═══ Source material

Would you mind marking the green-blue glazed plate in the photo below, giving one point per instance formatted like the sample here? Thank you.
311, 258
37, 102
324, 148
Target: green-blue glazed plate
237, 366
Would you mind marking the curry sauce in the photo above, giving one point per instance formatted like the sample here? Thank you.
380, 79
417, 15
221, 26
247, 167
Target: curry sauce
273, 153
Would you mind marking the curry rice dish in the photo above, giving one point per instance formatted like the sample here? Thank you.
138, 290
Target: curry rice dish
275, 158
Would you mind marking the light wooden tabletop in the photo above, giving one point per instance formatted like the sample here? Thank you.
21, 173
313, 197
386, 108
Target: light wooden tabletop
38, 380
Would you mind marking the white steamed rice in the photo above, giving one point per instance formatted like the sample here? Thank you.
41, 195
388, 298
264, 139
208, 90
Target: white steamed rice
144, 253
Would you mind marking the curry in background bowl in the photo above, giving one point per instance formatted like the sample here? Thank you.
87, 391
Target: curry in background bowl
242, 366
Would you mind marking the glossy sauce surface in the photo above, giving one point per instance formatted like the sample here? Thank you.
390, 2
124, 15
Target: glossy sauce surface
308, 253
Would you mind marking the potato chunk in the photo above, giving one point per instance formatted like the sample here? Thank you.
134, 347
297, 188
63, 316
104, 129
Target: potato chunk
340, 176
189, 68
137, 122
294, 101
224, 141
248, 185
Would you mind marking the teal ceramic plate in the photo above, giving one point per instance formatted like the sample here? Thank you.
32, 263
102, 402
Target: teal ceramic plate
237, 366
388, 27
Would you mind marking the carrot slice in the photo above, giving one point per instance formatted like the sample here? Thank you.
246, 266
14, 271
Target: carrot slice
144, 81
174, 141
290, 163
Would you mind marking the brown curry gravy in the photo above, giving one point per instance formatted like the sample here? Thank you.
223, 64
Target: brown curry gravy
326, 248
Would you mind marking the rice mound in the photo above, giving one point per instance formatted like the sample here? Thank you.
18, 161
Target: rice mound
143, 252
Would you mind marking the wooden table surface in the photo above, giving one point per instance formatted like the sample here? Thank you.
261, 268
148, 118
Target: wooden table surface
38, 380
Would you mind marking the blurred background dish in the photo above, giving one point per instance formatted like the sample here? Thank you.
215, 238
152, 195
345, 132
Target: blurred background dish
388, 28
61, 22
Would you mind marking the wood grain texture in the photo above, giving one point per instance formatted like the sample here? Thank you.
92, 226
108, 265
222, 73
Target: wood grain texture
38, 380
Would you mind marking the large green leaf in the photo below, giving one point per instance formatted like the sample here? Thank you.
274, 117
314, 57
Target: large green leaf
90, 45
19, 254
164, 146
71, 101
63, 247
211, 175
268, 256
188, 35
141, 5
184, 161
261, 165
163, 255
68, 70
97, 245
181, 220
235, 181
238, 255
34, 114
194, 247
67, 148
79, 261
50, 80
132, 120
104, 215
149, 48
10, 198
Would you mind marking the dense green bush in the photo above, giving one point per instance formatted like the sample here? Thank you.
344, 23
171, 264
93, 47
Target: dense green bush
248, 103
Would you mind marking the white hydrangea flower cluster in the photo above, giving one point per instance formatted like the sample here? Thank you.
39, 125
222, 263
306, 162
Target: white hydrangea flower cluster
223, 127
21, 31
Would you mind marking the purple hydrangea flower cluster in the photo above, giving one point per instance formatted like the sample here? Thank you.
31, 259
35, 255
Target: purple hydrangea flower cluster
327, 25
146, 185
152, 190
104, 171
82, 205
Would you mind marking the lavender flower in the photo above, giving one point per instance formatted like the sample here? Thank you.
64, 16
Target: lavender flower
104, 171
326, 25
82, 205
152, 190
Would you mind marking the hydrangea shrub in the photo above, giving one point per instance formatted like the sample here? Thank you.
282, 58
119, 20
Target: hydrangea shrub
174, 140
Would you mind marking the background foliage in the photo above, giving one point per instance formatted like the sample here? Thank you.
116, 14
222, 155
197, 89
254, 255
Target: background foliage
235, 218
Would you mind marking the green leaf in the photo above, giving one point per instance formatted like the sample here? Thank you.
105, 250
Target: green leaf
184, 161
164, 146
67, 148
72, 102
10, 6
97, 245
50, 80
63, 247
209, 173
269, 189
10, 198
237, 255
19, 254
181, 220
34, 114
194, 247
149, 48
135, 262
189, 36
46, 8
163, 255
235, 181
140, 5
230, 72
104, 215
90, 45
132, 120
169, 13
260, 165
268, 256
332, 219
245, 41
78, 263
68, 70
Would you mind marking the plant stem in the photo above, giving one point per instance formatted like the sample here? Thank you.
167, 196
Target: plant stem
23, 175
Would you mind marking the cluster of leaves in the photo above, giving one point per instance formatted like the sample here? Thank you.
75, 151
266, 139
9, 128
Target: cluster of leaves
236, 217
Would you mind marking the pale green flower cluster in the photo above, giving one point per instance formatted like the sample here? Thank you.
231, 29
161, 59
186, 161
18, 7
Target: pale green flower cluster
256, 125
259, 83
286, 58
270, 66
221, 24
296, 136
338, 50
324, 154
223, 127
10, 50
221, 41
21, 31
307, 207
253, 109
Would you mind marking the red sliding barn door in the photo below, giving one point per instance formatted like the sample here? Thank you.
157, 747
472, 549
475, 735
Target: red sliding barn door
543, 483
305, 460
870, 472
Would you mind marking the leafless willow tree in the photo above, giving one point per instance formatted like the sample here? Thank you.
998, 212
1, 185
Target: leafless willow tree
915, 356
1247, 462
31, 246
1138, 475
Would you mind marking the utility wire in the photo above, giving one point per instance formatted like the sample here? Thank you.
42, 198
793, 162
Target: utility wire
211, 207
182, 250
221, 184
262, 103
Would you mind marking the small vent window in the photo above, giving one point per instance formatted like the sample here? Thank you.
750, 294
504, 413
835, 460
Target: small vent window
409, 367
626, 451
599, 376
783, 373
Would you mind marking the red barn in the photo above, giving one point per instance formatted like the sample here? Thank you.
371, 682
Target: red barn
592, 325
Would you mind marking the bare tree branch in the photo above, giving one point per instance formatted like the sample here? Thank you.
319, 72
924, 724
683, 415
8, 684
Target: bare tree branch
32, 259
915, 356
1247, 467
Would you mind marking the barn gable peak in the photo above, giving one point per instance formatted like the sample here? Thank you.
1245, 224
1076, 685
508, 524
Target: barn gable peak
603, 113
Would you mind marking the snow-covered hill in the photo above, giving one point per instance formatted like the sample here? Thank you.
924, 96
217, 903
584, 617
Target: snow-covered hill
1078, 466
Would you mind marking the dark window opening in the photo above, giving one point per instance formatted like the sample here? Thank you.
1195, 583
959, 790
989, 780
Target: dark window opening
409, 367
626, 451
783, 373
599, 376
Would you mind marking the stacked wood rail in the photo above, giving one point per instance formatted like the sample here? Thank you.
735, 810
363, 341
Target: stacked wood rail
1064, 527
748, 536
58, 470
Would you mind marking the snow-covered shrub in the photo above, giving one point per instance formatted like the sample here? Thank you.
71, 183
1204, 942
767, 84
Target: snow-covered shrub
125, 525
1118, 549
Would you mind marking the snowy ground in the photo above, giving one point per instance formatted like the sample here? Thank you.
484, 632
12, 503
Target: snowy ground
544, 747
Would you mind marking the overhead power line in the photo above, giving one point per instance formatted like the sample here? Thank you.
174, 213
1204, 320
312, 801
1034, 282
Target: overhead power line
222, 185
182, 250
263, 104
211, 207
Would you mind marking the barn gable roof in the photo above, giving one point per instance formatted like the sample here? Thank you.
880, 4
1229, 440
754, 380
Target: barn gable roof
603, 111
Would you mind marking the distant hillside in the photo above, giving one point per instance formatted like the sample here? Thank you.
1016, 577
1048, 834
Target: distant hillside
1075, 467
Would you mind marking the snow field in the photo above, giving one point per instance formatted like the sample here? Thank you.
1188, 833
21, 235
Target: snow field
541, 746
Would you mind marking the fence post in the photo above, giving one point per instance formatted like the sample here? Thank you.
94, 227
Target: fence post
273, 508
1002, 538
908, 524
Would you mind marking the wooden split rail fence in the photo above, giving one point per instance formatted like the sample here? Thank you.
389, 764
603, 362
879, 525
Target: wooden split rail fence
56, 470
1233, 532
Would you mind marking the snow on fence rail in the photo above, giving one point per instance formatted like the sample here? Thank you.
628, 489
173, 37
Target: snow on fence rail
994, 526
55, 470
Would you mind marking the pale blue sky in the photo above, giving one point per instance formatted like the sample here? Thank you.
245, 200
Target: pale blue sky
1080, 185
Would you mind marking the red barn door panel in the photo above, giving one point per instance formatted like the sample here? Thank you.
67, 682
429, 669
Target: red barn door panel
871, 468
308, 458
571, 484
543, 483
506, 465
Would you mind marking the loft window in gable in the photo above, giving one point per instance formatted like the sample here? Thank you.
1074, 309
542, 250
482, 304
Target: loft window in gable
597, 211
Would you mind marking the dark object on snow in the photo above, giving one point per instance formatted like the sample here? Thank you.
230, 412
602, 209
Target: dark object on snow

══════

» What you are asked to do
Your task is to return, exactly and on their own, the lines from the one containing "Would you mind marking the red barn door" through the last line of the listing.

» Result of the exercise
Would you mind marking the red barn door panel in the photo above, giving one point per instance formatted like the sample here? Thank you.
67, 682
429, 669
Target: red barn door panel
871, 468
308, 458
571, 484
543, 483
506, 465
Would you mind marking the loft window in gable in the photo above, giving one point per instance formatted like the sample here? Thank you.
1074, 309
542, 250
482, 304
Target: loft window in gable
597, 211
Would you mind marking the dark object on snow in the photo above, giving one point per instance formatted like the sample here? Thank you.
230, 412
602, 209
Target: dark object on snow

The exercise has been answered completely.